Mohon tunggu...
Ishak Pardosi
Ishak Pardosi Mohon Tunggu... Editor - Spesialis nulis biografi, buku, rilis pers, dan media monitoring

Spesialis nulis biografi, rilis pers, buku, dan media monitoring (Mobile: 0813 8637 6699)

Selanjutnya

Tutup

Money Artikel Utama

KUR, Manis di Bibir, Pahit di Google

26 April 2017   23:39 Diperbarui: 27 April 2017   18:00 540
+
Laporkan Konten
Laporkan Akun
Kompasiana adalah platform blog. Konten ini menjadi tanggung jawab bloger dan tidak mewakili pandangan redaksi Kompas.
Lihat foto
Ilustrasi KUR (Tempo.co)

"KALAU ingin perbesar usaha, modalnya sekarang bisa menggunakan KUR yang (bunga) 9 persen," kata Jokowi saat membuka Inacraft 2017 di Jakarta Convention Center,  Senayan, Rabu (26/4/2017).

Begitulah ucapan Presiden Jokowi tentang penyaluran Kredit Usaha Rakyat (KUR) yang tentunya kembali menjadi kabar baik bagi mereka yang berkecimpung di sektor UMKM. Akses modal yang mudah dengan bunga rendah sudah dipastikan menjadi idaman semua pedagang, terutama mereka pedagang “kelas teri”.

DATA —
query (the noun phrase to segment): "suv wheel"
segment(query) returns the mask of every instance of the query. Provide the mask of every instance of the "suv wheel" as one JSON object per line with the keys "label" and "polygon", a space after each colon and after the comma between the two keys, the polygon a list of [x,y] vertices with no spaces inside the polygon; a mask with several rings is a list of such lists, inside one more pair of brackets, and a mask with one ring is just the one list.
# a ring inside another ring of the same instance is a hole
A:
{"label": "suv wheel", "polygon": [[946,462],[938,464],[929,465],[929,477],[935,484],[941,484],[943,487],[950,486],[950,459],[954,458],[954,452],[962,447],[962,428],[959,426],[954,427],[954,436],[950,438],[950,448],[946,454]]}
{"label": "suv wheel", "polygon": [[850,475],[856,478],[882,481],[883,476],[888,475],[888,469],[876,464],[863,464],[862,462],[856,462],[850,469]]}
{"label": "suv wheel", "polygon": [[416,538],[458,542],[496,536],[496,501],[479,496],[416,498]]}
---
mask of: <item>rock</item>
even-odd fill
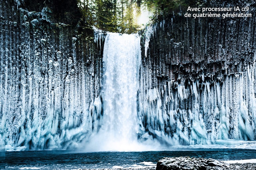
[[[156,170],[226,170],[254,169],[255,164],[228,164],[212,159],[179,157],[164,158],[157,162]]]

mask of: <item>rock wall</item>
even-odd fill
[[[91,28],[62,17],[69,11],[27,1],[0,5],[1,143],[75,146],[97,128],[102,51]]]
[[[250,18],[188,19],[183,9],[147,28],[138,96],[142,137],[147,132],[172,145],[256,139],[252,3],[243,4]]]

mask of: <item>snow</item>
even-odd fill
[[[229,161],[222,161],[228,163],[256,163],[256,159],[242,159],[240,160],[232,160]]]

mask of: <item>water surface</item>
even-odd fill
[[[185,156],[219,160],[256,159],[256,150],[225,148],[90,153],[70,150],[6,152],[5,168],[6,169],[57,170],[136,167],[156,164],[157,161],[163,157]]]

YANG HARUS DIBUAT — Ambil seluruh artikel tentang KUR di atas dan tuliskan kembali persis sama, tanpa mengubah satu kata pun.

HASIL TUGAS INI —
Mohon tunggu...
Ishak Pardosi
Ishak Pardosi Mohon Tunggu... Editor - Spesialis nulis biografi, buku, rilis pers, dan media monitoring

Spesialis nulis biografi, rilis pers, buku, dan media monitoring (Mobile: 0813 8637 6699)

Selanjutnya

Tutup

Money Artikel Utama

KUR, Manis di Bibir, Pahit di Google

26 April 2017   23:39 Diperbarui: 27 April 2017   18:00 540
+
Laporkan Konten
Laporkan Akun
Kompasiana adalah platform blog. Konten ini menjadi tanggung jawab bloger dan tidak mewakili pandangan redaksi Kompas.
Lihat foto
Ilustrasi KUR (Tempo.co)

"KALAU ingin perbesar usaha, modalnya sekarang bisa menggunakan KUR yang (bunga) 9 persen," kata Jokowi saat membuka Inacraft 2017 di Jakarta Convention Center,  Senayan, Rabu (26/4/2017).

Begitulah ucapan Presiden Jokowi tentang penyaluran Kredit Usaha Rakyat (KUR) yang tentunya kembali menjadi kabar baik bagi mereka yang berkecimpung di sektor UMKM. Akses modal yang mudah dengan bunga rendah sudah dipastikan menjadi idaman semua pedagang, terutama mereka pedagang “kelas teri”.